====== DOCUMENT SEGMENT

Fall, that beautiful time of the year, when you can find Nordic nature full of mushrooms and forest berries. For us in NORD-T it means we need to prepare for the winter- as this is the last chance to fill our stocks with raw material for the blends. Our supply chain is working hard until the first frost comes!
Foraging for an individual is easy due to “freedom to roam” rights in Finland (or also known as ‘Everyman’s Rights’). Freedom to roam allows everyone to enjoy the forests, lakes, fields and parks anywhere in Finland and, most importantly, completely free of charge. This includes the right to collect wild berries and mushrooms. With freedom to roam comes also great responsibilities; that is, an obligation not to harm, disturb, litter, nor to damage wildlife or crops. We, as a company, always ask for permission and work together with forest owners for collection.
Berries, I can see berries!
Yes, Finnish forest is full of edible berries that can be collected and turned into juices, jams, pies and other delicacies. We have collected recipes here for you to try out.
Most common autumn berries and when to pick them:
Crowberry- from end of July until the first snow fall.

============
====== PROVIDED INFORMATION

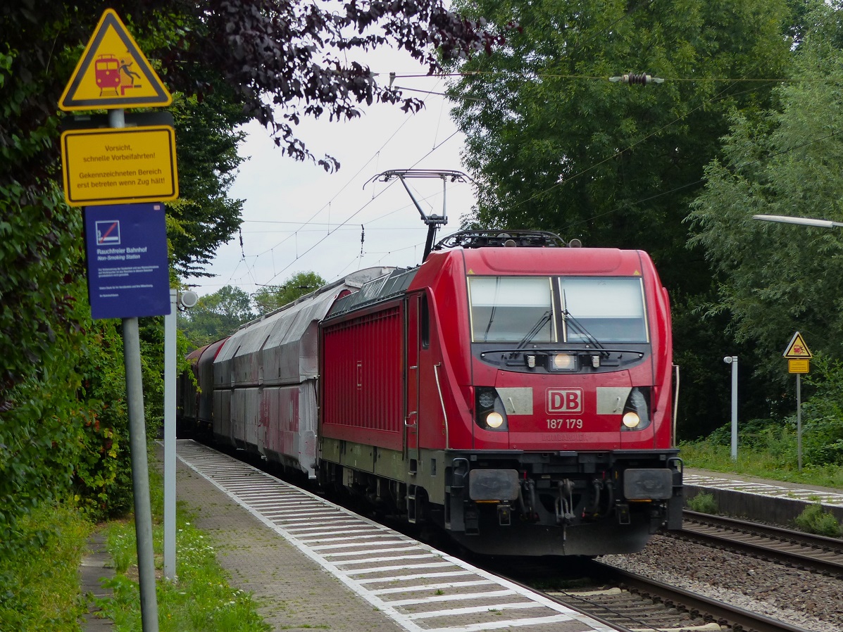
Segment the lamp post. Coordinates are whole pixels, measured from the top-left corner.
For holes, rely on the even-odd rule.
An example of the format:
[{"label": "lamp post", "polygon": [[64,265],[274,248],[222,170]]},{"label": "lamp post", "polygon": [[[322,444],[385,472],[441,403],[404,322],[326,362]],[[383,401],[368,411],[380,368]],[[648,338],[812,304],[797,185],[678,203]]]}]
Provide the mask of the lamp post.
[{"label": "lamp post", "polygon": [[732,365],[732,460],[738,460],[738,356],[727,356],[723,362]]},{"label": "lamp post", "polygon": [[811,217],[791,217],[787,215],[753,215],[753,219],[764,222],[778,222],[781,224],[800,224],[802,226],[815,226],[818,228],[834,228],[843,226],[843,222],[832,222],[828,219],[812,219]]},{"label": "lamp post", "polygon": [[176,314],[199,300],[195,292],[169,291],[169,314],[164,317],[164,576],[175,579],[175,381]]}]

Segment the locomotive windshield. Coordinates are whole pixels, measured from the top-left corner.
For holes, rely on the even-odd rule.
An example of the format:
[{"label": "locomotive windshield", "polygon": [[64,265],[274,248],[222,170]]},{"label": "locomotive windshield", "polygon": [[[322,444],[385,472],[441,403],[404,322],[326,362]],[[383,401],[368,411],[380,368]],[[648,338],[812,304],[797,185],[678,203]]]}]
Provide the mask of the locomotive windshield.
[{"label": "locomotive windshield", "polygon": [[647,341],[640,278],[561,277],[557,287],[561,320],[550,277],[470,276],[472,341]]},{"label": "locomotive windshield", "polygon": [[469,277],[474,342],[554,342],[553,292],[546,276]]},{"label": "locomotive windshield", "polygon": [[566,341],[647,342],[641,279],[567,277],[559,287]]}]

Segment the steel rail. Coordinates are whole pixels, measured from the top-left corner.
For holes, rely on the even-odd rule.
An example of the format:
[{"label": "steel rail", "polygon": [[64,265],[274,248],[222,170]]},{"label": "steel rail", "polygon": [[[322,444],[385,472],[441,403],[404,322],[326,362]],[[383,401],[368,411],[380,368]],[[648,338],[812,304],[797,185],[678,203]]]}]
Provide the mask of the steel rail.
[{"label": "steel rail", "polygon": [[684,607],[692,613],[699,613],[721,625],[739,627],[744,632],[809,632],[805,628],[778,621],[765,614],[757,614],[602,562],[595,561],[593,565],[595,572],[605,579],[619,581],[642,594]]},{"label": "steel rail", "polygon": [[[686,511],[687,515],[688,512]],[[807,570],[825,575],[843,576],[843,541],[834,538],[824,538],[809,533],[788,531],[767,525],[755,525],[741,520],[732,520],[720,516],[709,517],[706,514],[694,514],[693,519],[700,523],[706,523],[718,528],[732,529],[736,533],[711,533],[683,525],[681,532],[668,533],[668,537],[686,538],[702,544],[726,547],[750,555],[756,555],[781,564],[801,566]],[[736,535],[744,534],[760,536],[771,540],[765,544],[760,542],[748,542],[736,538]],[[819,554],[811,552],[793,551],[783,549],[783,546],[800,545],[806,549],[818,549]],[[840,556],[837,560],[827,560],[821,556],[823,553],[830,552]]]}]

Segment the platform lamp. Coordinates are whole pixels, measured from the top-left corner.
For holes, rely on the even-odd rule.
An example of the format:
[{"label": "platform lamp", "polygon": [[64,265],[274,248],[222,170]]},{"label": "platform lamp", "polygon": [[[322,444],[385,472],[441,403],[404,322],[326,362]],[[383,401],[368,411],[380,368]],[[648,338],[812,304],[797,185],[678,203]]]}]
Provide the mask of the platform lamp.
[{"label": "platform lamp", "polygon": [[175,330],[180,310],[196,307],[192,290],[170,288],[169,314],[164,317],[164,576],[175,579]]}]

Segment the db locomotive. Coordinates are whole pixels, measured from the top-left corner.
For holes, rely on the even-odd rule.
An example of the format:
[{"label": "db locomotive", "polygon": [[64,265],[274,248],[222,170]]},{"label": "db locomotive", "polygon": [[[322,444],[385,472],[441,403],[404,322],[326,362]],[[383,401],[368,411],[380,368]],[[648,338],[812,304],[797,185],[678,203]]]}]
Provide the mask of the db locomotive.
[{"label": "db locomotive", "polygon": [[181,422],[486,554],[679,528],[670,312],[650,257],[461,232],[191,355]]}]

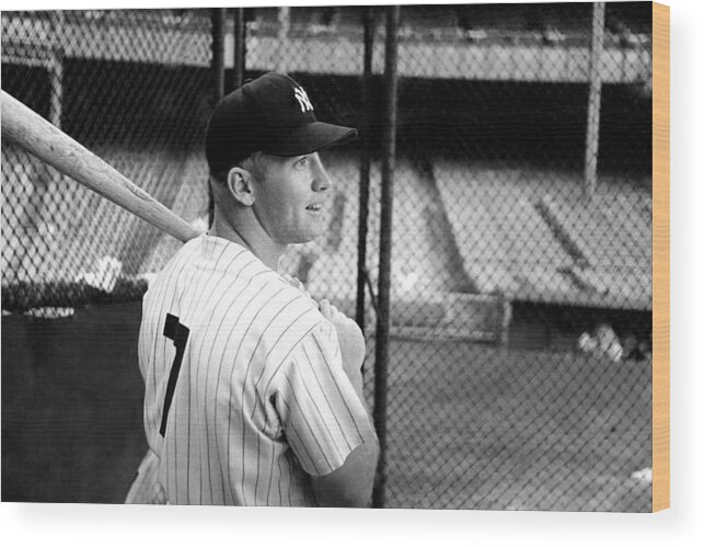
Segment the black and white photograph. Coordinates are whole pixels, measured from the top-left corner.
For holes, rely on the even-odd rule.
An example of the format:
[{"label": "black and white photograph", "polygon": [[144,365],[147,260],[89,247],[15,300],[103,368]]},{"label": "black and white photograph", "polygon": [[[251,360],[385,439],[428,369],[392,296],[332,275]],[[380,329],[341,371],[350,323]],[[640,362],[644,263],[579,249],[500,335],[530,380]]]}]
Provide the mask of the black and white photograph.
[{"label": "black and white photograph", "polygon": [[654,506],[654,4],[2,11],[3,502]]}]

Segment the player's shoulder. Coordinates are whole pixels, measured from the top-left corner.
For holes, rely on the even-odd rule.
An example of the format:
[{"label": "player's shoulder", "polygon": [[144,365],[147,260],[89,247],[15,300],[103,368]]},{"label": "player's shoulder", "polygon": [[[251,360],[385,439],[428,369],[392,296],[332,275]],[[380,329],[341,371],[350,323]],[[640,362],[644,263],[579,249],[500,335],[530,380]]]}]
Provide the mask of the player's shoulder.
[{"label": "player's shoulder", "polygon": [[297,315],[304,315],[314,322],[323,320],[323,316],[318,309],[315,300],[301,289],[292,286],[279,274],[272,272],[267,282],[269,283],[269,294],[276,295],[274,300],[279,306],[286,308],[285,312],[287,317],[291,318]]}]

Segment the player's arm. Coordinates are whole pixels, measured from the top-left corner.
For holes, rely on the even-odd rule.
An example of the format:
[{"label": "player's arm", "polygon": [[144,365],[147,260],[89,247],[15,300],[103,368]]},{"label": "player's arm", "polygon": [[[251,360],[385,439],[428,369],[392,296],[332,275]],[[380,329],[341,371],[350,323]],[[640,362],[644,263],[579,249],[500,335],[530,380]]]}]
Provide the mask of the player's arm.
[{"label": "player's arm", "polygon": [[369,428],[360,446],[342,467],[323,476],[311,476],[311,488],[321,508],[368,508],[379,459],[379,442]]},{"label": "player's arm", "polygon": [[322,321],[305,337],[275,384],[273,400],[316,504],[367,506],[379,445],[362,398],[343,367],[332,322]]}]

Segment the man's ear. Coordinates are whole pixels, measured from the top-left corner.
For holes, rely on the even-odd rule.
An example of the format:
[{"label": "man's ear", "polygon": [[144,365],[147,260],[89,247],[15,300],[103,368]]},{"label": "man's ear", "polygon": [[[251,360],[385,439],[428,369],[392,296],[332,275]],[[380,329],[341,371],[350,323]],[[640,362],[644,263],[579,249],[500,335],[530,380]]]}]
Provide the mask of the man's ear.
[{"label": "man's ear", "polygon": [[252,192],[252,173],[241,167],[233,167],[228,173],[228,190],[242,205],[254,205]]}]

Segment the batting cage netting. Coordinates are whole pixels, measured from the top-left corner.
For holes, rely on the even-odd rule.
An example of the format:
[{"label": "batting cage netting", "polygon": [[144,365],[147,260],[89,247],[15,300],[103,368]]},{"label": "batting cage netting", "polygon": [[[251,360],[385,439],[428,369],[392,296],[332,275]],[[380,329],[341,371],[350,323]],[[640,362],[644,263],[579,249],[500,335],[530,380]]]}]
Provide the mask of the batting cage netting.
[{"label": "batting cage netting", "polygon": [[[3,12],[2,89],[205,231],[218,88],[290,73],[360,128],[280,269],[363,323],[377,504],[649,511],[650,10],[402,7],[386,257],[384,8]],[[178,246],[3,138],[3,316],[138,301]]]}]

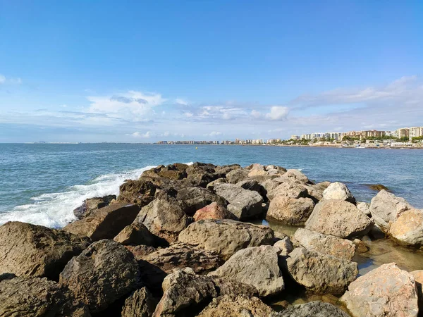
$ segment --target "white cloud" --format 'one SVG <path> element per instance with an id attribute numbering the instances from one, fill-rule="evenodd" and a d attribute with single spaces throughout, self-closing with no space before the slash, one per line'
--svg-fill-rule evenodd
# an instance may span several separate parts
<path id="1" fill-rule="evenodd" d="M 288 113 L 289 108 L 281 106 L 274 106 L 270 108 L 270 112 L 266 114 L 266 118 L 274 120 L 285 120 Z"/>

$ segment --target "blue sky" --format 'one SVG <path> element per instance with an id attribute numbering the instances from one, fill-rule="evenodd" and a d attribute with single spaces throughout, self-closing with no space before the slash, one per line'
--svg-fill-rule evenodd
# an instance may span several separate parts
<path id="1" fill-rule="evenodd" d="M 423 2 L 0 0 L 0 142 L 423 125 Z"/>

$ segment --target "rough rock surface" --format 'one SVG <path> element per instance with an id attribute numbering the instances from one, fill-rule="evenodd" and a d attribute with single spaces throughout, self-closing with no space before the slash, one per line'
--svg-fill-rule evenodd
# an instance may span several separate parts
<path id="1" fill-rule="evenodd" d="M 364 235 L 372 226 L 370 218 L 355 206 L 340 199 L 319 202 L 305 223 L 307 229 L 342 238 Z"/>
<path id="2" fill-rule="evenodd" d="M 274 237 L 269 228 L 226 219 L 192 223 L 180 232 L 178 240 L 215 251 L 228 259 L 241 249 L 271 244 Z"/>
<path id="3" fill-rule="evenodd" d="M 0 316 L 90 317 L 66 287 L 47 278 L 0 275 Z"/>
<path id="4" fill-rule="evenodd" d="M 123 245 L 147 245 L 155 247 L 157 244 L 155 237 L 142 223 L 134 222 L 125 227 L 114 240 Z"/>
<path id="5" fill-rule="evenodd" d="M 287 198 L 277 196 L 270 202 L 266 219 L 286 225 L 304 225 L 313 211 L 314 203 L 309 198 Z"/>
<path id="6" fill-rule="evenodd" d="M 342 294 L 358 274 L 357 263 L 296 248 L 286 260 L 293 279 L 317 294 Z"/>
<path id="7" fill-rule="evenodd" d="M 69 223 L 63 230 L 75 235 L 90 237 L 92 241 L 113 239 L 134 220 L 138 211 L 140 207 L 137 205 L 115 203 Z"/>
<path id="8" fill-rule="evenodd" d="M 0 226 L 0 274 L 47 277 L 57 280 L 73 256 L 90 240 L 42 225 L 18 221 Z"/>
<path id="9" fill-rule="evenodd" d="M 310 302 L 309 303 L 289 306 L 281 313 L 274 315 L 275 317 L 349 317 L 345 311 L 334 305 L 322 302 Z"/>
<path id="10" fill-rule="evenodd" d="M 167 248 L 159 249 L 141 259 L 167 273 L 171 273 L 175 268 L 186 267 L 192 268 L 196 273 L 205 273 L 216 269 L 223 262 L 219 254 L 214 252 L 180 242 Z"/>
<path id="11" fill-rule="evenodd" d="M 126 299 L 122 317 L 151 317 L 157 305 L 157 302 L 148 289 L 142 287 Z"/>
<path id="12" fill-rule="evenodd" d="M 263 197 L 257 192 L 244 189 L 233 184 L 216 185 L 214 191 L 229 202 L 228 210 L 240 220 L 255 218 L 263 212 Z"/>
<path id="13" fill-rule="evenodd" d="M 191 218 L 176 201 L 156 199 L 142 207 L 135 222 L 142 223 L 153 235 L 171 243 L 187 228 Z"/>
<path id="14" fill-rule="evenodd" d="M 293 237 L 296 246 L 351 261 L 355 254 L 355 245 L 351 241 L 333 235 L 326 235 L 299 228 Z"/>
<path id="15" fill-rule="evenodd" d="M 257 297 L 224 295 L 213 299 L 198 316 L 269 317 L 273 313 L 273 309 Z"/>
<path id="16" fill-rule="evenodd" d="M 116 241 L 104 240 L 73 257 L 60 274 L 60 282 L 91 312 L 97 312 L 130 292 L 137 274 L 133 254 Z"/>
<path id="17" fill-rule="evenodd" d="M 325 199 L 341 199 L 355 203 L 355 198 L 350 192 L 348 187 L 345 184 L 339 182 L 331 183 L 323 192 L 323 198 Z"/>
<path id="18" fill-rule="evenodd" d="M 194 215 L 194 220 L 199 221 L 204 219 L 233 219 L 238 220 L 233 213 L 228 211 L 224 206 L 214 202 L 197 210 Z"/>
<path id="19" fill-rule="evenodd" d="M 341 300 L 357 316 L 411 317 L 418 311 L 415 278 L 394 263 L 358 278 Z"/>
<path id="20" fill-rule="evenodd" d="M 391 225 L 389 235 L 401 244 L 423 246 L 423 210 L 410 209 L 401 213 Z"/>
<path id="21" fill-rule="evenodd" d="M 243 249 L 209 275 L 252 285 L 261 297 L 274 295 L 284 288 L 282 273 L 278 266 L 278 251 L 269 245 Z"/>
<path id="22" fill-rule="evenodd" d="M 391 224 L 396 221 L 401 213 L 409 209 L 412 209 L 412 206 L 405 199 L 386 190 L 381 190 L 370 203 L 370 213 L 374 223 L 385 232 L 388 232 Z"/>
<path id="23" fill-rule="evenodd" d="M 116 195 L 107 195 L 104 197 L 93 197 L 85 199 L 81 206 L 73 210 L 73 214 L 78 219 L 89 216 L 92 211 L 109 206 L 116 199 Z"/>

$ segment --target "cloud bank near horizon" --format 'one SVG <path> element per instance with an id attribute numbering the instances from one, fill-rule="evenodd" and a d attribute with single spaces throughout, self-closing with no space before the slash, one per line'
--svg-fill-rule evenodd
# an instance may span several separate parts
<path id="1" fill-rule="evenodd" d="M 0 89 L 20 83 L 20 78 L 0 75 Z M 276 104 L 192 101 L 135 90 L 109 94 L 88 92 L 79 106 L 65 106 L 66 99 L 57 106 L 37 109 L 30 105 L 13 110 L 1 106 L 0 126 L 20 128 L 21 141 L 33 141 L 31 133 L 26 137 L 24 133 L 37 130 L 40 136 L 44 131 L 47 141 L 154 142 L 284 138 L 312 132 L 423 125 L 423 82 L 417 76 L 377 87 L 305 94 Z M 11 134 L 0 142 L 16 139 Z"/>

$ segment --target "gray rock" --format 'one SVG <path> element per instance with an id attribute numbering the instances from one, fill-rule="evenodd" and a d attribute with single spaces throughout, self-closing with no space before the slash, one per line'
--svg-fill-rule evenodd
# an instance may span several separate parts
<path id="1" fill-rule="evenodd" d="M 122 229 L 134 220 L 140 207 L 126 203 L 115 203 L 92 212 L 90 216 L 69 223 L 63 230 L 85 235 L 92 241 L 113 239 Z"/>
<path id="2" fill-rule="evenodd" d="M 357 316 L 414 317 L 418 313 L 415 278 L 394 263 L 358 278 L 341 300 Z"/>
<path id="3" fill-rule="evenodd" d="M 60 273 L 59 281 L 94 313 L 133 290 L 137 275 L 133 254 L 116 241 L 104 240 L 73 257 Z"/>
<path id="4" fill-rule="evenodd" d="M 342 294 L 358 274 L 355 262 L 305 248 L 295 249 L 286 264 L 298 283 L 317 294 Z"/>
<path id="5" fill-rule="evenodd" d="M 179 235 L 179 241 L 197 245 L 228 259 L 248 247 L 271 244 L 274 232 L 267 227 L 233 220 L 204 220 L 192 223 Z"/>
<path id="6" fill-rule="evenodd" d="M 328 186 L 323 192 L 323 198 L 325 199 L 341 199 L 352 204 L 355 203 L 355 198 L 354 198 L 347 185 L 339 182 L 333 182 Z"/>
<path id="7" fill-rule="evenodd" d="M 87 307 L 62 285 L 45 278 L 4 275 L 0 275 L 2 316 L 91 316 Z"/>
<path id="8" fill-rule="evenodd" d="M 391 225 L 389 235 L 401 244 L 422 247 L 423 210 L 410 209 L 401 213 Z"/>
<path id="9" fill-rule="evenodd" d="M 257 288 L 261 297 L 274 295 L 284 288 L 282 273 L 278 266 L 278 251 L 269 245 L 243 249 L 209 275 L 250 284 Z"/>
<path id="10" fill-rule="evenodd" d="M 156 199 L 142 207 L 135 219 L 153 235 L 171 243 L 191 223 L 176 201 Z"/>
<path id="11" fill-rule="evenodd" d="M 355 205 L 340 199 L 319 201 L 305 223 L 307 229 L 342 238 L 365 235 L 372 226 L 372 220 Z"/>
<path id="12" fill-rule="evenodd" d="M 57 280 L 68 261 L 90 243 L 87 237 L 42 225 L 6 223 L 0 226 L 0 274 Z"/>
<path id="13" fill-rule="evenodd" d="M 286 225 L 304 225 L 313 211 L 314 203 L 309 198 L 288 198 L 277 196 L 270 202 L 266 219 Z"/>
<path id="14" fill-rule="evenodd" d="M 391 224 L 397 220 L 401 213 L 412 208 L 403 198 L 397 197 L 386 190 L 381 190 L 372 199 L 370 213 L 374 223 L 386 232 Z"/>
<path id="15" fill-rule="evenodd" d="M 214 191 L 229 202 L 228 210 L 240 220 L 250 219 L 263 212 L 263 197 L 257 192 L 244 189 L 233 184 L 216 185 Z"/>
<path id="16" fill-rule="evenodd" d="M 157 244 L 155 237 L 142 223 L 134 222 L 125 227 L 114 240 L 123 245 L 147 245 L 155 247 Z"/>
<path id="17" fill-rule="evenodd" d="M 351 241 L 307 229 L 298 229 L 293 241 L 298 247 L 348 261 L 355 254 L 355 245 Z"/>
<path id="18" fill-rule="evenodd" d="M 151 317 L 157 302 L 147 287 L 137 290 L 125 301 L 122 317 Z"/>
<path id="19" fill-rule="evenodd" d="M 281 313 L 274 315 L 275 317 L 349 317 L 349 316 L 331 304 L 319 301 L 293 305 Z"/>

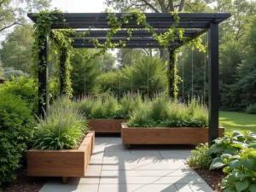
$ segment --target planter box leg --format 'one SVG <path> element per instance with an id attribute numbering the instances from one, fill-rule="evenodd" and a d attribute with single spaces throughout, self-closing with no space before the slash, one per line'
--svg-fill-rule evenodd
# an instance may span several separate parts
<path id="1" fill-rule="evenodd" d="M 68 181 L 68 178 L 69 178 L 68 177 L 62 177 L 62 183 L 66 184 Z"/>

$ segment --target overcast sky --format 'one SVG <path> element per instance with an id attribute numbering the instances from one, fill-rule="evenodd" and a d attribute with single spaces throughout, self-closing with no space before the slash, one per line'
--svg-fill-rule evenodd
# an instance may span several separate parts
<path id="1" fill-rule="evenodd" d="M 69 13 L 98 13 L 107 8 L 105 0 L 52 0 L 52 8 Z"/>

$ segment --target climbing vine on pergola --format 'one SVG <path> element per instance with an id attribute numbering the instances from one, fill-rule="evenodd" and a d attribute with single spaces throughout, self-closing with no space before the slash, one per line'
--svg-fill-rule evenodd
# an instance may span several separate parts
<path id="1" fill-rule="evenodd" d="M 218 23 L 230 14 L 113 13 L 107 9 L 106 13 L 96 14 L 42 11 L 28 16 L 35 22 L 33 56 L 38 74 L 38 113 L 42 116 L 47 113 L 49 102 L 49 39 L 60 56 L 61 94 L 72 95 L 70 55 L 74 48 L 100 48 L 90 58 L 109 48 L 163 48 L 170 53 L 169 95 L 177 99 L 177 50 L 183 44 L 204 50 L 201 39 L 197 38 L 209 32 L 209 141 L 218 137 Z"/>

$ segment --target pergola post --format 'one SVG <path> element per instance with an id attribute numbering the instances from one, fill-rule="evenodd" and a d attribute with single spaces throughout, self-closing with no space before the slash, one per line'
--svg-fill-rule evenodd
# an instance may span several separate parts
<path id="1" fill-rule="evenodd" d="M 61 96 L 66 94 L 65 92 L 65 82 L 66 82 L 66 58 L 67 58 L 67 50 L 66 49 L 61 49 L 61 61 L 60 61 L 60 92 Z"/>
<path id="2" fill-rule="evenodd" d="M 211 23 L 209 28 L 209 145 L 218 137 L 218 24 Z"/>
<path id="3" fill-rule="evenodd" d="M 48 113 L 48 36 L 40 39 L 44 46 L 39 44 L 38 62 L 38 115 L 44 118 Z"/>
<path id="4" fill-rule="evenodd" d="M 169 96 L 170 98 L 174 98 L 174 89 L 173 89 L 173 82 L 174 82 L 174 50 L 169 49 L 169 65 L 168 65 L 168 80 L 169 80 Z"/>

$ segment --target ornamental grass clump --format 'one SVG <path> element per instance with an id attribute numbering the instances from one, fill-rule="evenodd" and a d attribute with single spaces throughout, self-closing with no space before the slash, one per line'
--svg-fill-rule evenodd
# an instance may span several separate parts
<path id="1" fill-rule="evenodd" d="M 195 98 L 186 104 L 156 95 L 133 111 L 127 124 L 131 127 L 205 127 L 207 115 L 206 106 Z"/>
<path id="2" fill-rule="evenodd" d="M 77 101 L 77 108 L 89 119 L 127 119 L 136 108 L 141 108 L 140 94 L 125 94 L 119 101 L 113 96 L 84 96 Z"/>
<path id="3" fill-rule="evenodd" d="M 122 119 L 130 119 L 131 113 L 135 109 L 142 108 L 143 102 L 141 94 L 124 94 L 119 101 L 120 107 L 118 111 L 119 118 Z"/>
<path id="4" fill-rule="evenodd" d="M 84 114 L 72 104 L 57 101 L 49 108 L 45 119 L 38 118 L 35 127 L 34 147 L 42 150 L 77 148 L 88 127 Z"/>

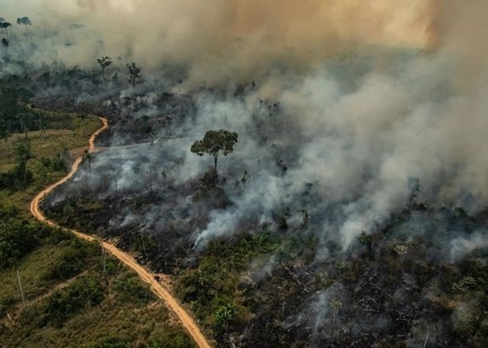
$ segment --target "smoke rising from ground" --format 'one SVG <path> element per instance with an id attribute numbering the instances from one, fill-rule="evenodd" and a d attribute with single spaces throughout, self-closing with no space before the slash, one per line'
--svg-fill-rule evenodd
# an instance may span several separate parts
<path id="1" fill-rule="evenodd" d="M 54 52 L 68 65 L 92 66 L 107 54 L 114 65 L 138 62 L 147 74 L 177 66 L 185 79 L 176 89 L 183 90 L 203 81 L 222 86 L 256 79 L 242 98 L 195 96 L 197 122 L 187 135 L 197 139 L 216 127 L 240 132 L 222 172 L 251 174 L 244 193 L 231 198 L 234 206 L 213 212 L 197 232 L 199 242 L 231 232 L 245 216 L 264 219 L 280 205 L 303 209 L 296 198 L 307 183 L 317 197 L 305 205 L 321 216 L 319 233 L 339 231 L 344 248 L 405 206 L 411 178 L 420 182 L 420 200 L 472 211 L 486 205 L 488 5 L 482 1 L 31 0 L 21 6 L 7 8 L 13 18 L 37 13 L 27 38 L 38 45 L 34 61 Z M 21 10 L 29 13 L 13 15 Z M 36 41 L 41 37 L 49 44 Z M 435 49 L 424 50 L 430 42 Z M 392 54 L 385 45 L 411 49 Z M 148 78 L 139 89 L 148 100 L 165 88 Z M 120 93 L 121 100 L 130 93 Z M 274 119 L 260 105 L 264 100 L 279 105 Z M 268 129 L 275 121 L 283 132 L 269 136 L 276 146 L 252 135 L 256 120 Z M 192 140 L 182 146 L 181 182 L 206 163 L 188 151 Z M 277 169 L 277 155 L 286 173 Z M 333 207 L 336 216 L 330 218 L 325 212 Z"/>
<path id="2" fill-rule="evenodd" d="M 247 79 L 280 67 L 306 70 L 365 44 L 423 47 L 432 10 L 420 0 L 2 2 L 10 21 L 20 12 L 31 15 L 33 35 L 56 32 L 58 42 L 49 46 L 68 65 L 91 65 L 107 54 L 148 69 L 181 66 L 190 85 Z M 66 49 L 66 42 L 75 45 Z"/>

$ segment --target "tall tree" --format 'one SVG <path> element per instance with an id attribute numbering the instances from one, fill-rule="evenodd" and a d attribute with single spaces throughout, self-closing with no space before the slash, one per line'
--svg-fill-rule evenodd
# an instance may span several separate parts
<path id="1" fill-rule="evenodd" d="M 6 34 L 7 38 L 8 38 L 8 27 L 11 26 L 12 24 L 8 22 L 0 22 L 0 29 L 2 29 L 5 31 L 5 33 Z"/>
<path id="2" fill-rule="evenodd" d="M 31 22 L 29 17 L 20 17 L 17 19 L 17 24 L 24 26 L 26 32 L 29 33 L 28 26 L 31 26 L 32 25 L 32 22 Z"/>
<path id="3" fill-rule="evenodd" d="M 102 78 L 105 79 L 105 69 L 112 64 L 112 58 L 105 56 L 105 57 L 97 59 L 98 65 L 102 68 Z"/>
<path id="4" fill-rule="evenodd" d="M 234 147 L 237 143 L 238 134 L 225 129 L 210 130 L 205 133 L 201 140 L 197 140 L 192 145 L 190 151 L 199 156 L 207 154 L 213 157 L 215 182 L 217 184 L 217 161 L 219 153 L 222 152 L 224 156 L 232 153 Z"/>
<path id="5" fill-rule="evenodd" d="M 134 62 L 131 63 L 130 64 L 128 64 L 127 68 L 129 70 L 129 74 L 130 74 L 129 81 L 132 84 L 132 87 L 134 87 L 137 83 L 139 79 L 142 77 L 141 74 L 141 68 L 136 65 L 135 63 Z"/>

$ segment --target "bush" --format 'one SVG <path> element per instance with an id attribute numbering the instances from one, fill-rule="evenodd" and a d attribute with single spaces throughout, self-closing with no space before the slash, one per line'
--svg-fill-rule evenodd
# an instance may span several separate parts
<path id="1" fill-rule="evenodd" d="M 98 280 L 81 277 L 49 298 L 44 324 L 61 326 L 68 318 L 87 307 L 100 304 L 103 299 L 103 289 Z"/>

============

*TO DO*:
#1 In the foraging article, what other name is given for the "freedom to roam" rights in Finland?
#2 Which places does the foraging article say freedom to roam lets everyone enjoy anywhere in Finland? List all of them.
#3 Could you carry on the foraging article, starting after its last line?
The rows are separate material and have nothing to do with the foraging article.

*ANSWERS PROVIDED*:
#1 Everyman's Rights

#2 Forests, lakes, fields and parks

#3
Lingonberry- from September until end of October. You can taste it in BEAR HUG.
Cranberry- from end of September until the first snow fall.
Sea buckthorn- starts in October, after first frost nights and usually last a few weeks. Taste it in POLAR NIGHT CAP.
Rowanberry- picked after the first frost and until snowfall.
This season, we’d like to introduce you better to rowan berry and sea buckthorn.
Rowanberries are typically collected after the first frost. The berries contain twice as much vitamin-C as oranges, so it is a true superberry! There are big differences between the taste of berries in different trees. Some can be too bitter and others are milder and tastier. Easiest way to find out which one to pick, is to taste one berry before collecting the rest. Rowanberries can be used to jellies, jams and juices.
In folk tradition the amount of berries in a rowan tree was used to predict the weather. If there are a lot of berries, then the winter will be cold, as it was thought that nature was making sure there will be enough food available for birds that do not migrate.
In Finland, sea buckthorn grows mainly on rocky seaside beaches. It is considered as the nature’s own pioneer plant; it is the first plants to habit a plain and bare land, like the ones found on sea-rising land areas. And sea bukthorn is very modest, it does not require much from it’s habitat; it can successfully thrive on nutrient-scarce sand as in a rich soil of a garden.
Sea buckthorn is thought to have many health benefits due to its high vitamin-C (most of all Nordic berries) and vitamin-E content. For example it has been researched that sea buckthorn helps to prevent heart and cardiovascular diseases.
Taste the sea buckthorn in our Polar Night Cap blend.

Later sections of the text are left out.